§ **PROVIDED TEXT**
** Begin **
1. Field of the Invention
The present invention relates to a ferrite carrier core material and a ferrite carrier used for a two-component electrophotographic developer used in copying machines, printers and the like, and an electrophotographic developer using the ferrite carrier.
2. Description of the Related Art
The method of electrophotographic development is a method in which toner particles in a developer are made to adhere on an electrostatic latent image formed on a photoreceptor to develop the image. The developer used in this method is classified into a two-component developer composed of a toner particle and a carrier particle, and a one-component developer using a toner particle alone.
As a development method using a two-component developer composed of a toner particle and a carrier particle among those developers, a cascade method and the like were formerly employed, but a magnetic brush method using a magnet roll is now in the mainstream.
In a two-component developer, a carrier particle is a carrier substance which is stirred with a toner particle in a development box filled with the developer to thereby impart a desired charge to the toner particle, and further transports the charged toner particle to a surface of a photoreceptor to thereby form a toner image on the photoreceptor. The carrier particle remaining on a development roll holding a magnet is again returned from the development roll to the development box, mixed and stirred with a fresh toner particle, and used repeatedly in a certain period.
In a two-component developer, unlike a one-component developer, a carrier particle has functions of being mixed and stirred with a toner particle to charge the toner particle and transporting the toner particle, and has good controllability on designing a developer. Therefore, the two-component developer is suitable for full-color development apparatuses requiring a high image quality, high-speed printing apparatuses requiring reliability and durability in image maintenance, and other apparatuses.
In a two-component developer thus used, it is needed that image characteristics, such as image density, fogging, white spots, gradation and resolving power, exhibit predetermined values from the initial stage, and additionally these characteristics do not vary and are stably maintained during endurance printing. In order to stably maintain these characteristics, properties of a carrier particle contained in a two-component developer need to be stable.
As a carrier particle forming a two-component developer, an iron powder carrier, such as an iron powder coated on the surface with an oxide film, or an iron powder coated on the surface with a resin, has conventionally been used. Since such an iron powder carrier has a high magnetization and a high electroconductivity as well, the carrier has an advantage of easily providing images well reproduced on the solid portion.
However, since such an iron powder carrier has a heavy true specific gravity of about 7.8 and a too high magnetization, stirring and mixing thereof with a toner particle in a development box is liable to generate fusion, so-called toner spent, of toner-constituting components onto the iron powder carrier surface. The generation of such toner spent decreases the effective carrier surface area, and is liable to reduce the triboelectric chargeability with the toner particle.
** End **
(Region annotation entries)
** Begin **
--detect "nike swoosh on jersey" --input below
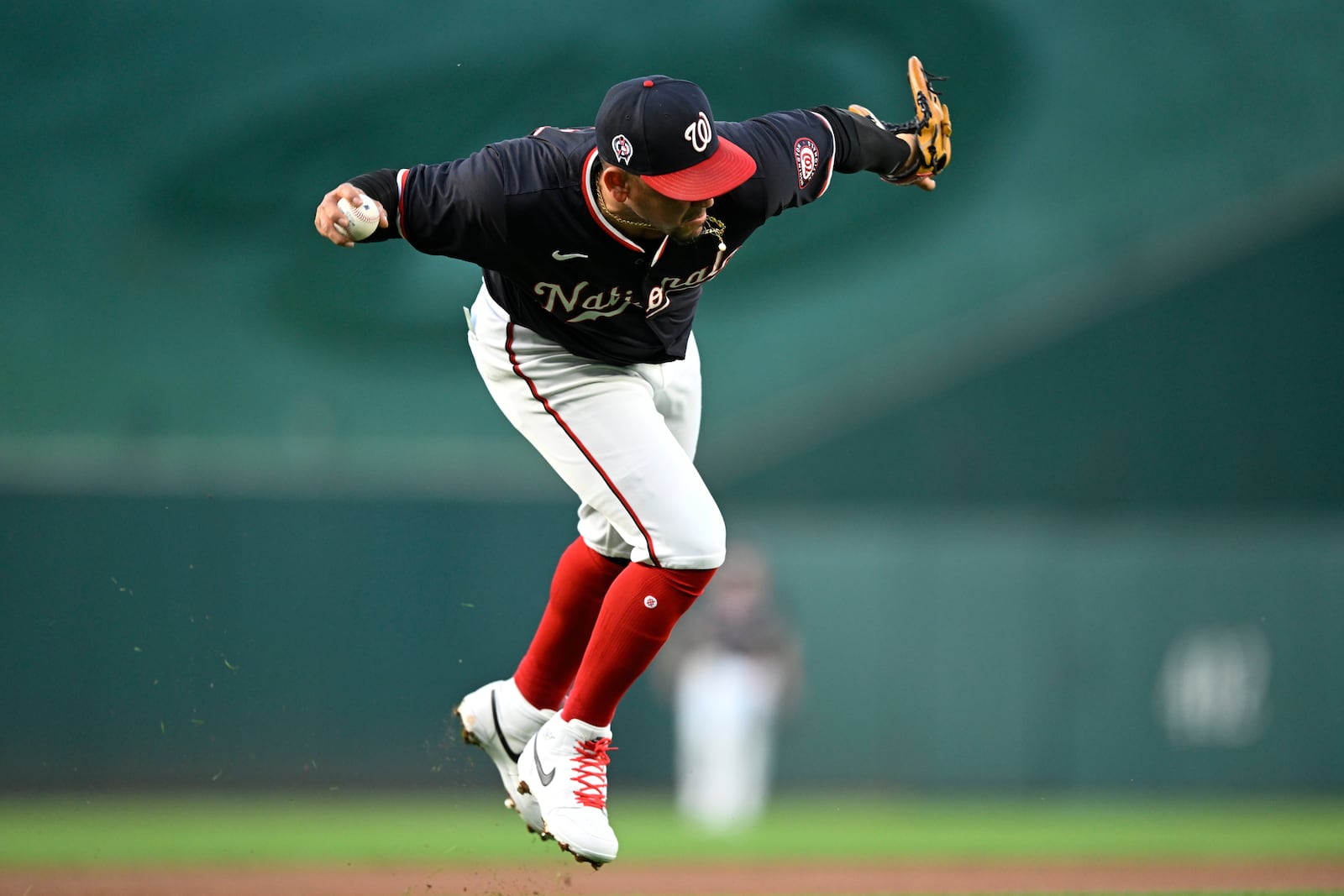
[533,737,555,787]
[491,690,526,763]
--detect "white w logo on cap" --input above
[685,112,714,152]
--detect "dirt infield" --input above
[8,861,1344,896]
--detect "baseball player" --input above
[314,58,952,867]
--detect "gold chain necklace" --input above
[594,183,728,253]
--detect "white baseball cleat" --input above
[453,679,555,840]
[517,715,617,867]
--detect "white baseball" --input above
[333,193,378,242]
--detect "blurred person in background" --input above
[657,542,802,831]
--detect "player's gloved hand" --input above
[849,56,952,190]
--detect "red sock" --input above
[560,563,714,726]
[513,538,627,710]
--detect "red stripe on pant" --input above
[504,321,661,565]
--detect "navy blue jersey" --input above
[398,110,835,364]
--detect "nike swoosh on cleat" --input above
[491,690,522,763]
[533,739,555,787]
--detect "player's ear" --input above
[600,165,632,203]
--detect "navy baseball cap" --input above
[596,76,755,202]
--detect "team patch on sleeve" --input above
[793,137,822,190]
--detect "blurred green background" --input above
[0,0,1344,793]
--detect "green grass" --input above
[0,791,1344,867]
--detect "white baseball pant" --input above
[468,285,726,569]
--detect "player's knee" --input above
[660,506,728,569]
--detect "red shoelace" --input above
[571,737,616,809]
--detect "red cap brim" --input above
[641,137,755,202]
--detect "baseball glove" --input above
[849,56,952,190]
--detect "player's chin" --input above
[672,217,704,244]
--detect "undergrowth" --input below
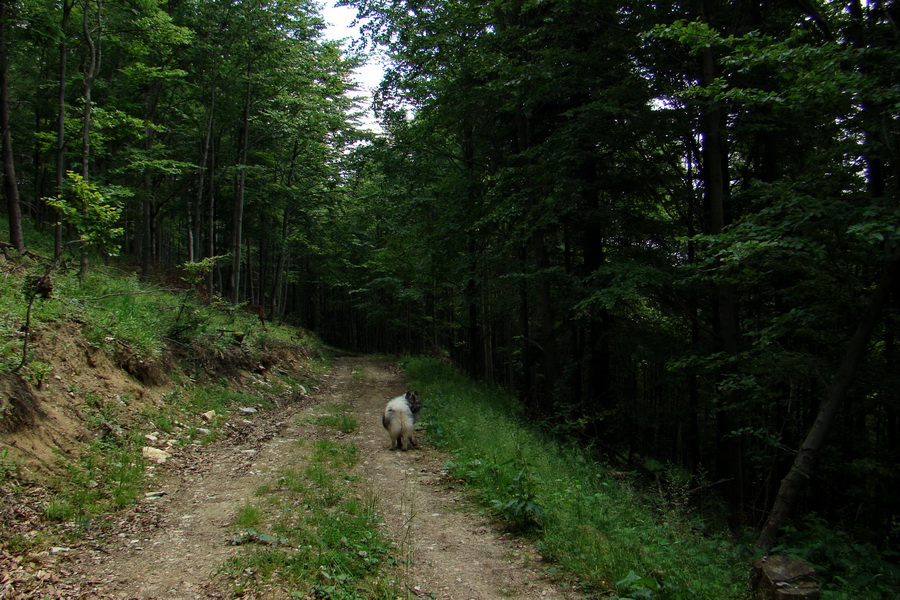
** End **
§ **INSTRUCTIONS**
a) What image characteristics does the electrophotographic developer passage say must show predetermined values from the initial stage?
b) Answer these from the electrophotographic developer passage:
(i) Which development method using a two-component developer is now in the mainstream?
(ii) What is the approximate true specific gravity of an iron powder carrier?
(iii) What does a one-component developer use?
c) Could you reproduce the stretch of the electrophotographic developer passage from "1. Field of" through "toner particle alone.", replacing "photoreceptor" with "photoconductor"?

§ **SOLVED PROBLEMS**
a) Image density, fogging, white spots, gradation and resolving power.

b)
(i) A magnetic brush method using a magnet roll.
(ii) About 7.8.
(iii) A toner particle alone.

c)
1. Field of the Invention
The present invention relates to a ferrite carrier core material and a ferrite carrier used for a two-component electrophotographic developer used in copying machines, printers and the like, and an electrophotographic developer using the ferrite carrier.
2. Description of the Related Art
The method of electrophotographic development is a method in which toner particles in a developer are made to adhere on an electrostatic latent image formed on a photoconductor to develop the image. The developer used in this method is classified into a two-component developer composed of a toner particle and a carrier particle, and a one-component developer using a toner particle alone.